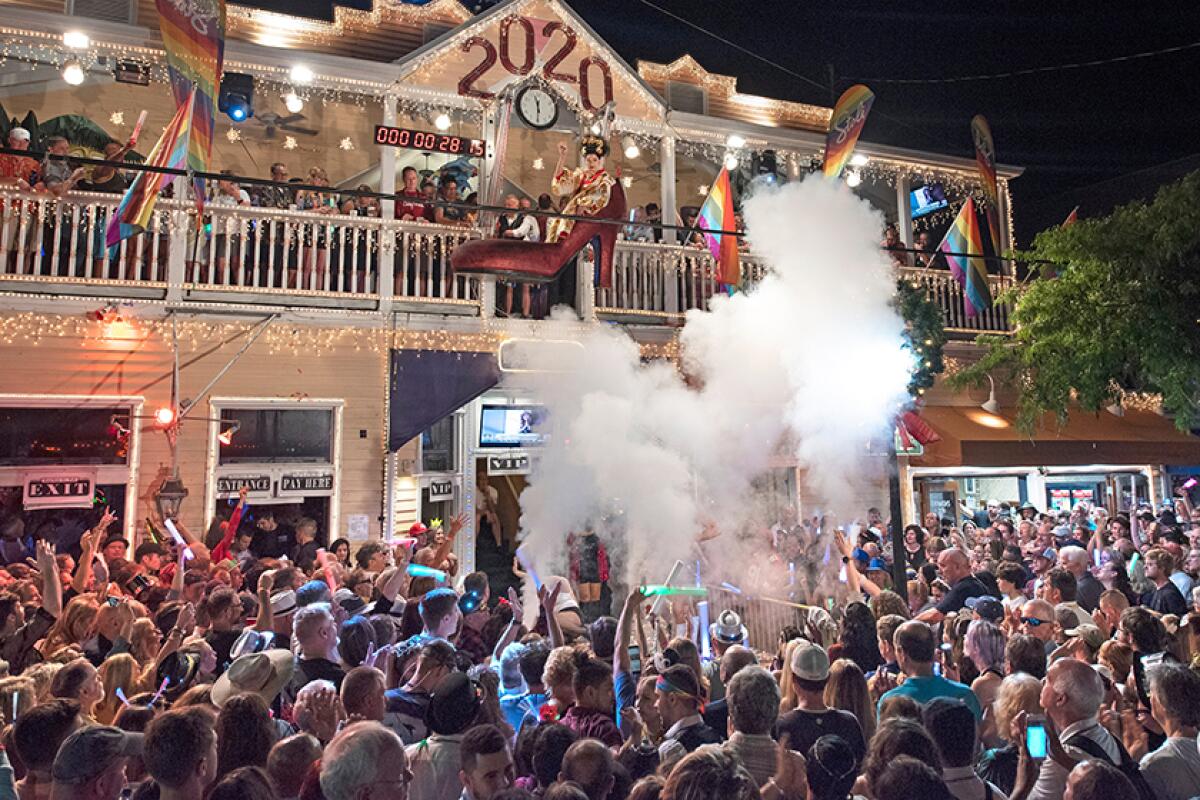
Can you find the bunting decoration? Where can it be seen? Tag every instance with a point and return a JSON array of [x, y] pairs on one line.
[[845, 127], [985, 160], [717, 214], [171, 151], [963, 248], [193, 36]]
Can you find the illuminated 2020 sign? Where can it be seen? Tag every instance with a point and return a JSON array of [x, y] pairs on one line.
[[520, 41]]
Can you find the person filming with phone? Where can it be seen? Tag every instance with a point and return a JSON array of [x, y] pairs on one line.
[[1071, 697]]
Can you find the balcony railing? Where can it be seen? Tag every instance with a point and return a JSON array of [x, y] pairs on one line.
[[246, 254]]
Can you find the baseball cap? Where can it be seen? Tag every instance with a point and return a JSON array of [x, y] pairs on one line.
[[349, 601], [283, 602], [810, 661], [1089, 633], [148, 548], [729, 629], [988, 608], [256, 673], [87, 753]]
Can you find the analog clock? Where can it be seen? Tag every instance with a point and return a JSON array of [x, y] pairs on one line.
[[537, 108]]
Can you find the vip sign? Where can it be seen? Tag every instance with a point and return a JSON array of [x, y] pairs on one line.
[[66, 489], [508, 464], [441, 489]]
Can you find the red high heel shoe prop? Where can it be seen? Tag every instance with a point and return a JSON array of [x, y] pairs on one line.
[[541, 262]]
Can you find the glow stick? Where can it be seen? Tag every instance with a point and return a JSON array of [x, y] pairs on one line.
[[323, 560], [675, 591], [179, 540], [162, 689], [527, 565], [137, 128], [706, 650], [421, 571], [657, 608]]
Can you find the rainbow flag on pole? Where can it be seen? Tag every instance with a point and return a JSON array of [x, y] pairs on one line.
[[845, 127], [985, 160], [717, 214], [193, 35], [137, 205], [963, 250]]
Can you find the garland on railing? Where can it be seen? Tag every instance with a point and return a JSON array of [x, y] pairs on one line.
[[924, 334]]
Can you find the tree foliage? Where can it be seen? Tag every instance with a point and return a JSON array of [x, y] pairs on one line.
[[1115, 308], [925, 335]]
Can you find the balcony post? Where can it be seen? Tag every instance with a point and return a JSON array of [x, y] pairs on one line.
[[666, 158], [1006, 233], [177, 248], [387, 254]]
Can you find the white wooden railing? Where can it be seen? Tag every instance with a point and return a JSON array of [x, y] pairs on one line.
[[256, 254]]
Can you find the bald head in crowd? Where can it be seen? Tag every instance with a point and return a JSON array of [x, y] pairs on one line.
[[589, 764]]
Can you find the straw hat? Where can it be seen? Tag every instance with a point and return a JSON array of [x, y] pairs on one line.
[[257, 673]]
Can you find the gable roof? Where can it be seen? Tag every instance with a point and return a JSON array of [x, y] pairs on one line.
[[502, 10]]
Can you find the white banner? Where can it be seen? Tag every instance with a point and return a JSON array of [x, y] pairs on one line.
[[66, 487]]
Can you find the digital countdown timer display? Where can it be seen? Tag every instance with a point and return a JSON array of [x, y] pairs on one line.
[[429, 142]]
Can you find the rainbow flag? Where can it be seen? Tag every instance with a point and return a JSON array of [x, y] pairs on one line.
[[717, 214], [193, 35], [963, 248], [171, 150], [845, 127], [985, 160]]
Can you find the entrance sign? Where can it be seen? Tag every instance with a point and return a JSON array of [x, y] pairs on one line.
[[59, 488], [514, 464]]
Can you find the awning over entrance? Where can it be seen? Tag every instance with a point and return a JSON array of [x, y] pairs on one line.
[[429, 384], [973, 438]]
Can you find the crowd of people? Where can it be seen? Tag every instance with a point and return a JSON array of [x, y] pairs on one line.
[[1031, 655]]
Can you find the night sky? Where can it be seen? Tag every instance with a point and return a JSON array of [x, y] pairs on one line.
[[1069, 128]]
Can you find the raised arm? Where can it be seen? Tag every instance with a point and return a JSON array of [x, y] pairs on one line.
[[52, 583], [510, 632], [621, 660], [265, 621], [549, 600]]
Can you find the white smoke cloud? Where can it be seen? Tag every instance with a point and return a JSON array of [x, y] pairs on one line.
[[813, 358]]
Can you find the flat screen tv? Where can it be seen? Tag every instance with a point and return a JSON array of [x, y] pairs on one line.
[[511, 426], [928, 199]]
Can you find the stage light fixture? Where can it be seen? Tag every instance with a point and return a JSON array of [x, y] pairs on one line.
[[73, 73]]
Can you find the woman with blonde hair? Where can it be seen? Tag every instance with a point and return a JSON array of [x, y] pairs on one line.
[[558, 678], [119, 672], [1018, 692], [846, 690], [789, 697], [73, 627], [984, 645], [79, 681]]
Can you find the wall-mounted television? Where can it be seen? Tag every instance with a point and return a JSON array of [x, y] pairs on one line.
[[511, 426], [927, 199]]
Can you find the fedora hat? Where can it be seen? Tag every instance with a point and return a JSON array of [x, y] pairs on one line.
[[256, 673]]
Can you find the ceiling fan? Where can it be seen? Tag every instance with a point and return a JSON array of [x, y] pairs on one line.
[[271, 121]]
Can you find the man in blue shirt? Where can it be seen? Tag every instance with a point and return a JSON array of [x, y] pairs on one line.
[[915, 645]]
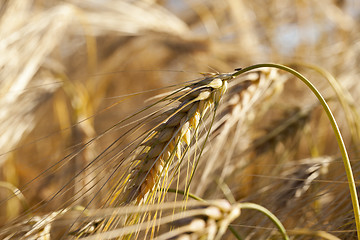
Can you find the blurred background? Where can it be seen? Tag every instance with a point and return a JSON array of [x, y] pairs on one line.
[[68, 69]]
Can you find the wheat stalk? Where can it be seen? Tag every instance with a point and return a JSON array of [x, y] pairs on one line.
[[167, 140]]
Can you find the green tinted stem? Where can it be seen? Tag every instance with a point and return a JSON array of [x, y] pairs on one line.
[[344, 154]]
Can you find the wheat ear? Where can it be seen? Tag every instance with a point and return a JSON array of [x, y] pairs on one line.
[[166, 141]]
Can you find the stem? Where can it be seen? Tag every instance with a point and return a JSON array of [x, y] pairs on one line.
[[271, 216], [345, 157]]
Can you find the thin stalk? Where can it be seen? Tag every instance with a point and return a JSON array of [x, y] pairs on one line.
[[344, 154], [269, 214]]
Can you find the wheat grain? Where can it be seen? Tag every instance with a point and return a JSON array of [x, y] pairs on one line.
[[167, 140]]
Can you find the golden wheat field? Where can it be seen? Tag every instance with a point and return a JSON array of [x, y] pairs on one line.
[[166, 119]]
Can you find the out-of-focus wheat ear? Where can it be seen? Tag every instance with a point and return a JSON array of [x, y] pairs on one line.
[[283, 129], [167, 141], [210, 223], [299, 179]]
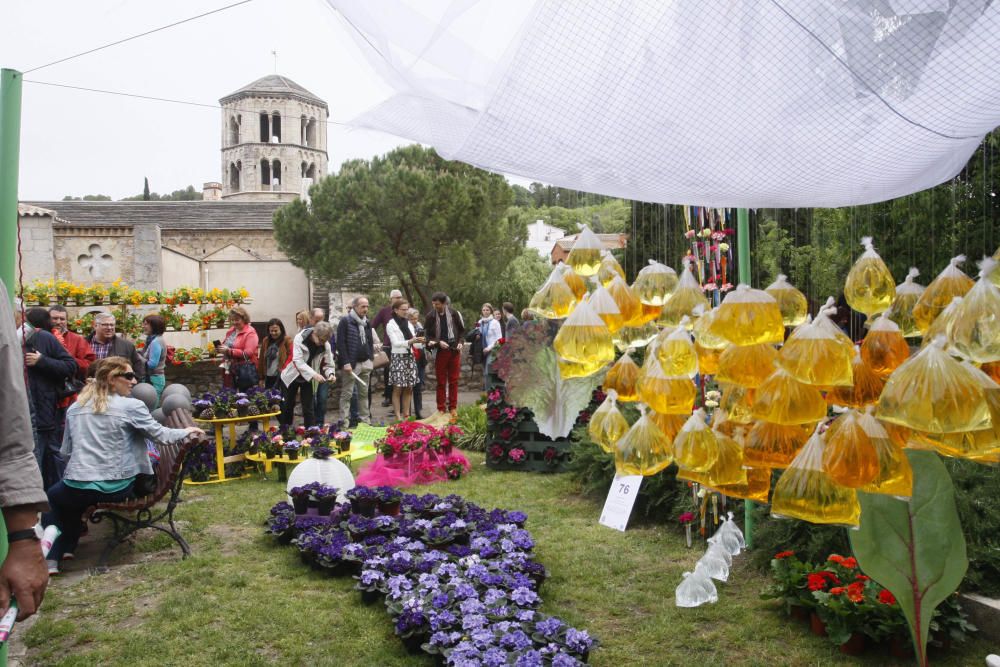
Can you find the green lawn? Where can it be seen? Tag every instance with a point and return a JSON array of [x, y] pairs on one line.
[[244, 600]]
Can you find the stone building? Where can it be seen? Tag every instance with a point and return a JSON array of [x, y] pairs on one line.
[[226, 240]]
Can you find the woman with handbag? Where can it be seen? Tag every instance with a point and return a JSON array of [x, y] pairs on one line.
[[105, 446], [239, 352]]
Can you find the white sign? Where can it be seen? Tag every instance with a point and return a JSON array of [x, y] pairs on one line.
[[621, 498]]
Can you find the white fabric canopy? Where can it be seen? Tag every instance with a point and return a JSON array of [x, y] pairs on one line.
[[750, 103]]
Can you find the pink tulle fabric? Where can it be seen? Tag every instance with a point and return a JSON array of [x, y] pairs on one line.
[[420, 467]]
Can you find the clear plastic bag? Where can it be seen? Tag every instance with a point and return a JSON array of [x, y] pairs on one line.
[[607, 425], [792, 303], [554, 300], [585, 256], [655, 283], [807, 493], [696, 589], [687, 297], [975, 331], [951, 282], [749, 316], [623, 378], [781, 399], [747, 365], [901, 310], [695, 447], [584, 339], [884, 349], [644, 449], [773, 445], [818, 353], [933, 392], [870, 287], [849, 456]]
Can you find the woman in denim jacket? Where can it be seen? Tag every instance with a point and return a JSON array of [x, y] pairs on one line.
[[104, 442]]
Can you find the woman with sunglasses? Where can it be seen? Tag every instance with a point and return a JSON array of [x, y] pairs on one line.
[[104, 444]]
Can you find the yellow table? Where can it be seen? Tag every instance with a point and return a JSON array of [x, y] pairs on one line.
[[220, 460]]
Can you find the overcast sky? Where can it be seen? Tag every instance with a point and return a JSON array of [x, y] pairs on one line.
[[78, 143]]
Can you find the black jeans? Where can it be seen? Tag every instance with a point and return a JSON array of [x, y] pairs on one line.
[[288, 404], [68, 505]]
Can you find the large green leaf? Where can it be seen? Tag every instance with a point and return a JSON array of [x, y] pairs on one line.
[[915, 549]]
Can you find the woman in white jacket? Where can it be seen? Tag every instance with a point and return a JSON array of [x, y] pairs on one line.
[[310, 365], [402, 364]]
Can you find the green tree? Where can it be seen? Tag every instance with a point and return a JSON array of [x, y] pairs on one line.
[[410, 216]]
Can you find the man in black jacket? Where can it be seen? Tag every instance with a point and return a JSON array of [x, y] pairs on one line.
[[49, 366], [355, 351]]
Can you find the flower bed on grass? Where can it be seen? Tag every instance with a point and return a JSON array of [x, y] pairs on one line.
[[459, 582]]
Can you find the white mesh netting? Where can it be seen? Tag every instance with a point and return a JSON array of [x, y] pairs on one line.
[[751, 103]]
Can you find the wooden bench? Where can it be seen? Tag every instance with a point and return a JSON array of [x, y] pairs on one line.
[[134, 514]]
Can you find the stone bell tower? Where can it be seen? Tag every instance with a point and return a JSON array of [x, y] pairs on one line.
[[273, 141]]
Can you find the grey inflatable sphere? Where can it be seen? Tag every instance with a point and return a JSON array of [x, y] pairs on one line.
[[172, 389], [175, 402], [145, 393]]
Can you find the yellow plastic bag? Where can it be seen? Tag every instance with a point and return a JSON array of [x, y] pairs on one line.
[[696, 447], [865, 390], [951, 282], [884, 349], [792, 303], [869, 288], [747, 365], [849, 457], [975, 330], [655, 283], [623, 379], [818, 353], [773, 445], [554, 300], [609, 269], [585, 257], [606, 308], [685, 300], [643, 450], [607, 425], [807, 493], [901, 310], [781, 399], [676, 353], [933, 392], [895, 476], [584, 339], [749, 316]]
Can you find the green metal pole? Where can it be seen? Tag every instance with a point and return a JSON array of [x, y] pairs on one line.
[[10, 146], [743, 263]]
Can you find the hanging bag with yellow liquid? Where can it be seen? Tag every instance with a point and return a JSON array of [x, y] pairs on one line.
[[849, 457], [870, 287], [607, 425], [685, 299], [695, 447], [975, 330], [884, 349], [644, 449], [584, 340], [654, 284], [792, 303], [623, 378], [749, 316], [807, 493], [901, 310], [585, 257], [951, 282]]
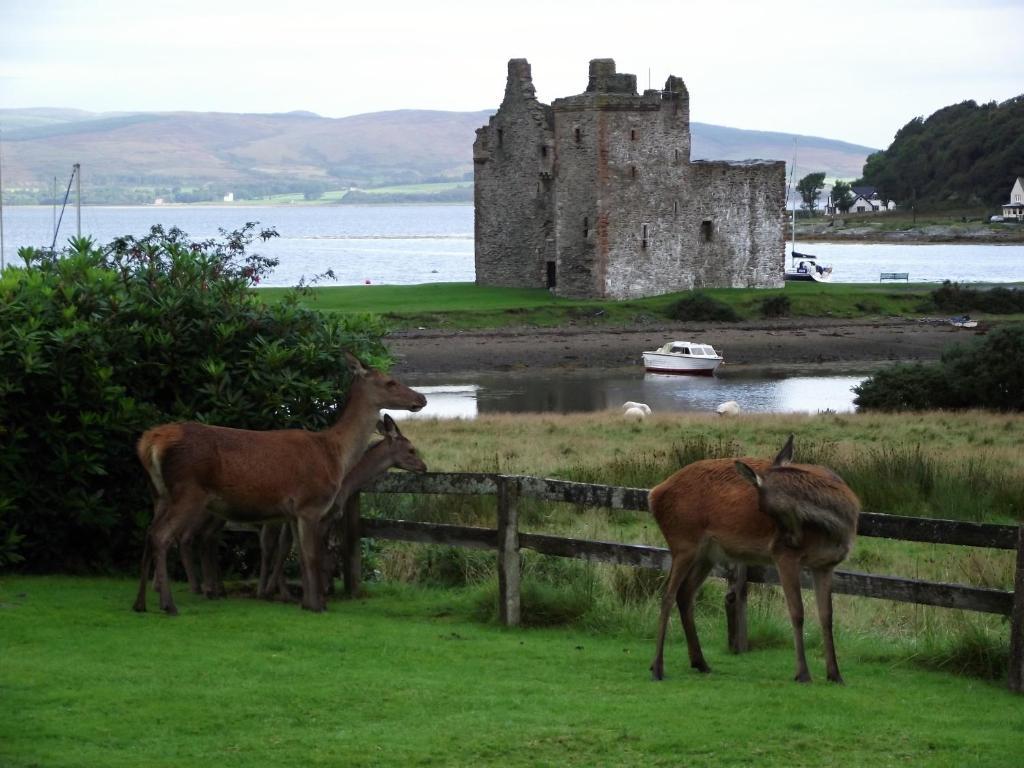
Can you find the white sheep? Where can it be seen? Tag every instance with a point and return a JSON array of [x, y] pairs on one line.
==================================================
**Stated exercise**
Reproduce word for word the lines of the entries from the line with "Can you find the tree" to the line with "[[666, 158], [1006, 233], [177, 248], [387, 254]]", including both of those lines.

**Worked answer**
Can you find the tree foliage? Where can it be seen? Tag every instance with a point and return a JSON array of [x, y] pairs on one line.
[[1115, 308], [925, 335]]
Can you find the balcony post? Where can it be seen? Tag every instance with a point and return a JSON array of [x, y] pairs on one line.
[[666, 158], [1006, 233], [177, 248], [387, 254]]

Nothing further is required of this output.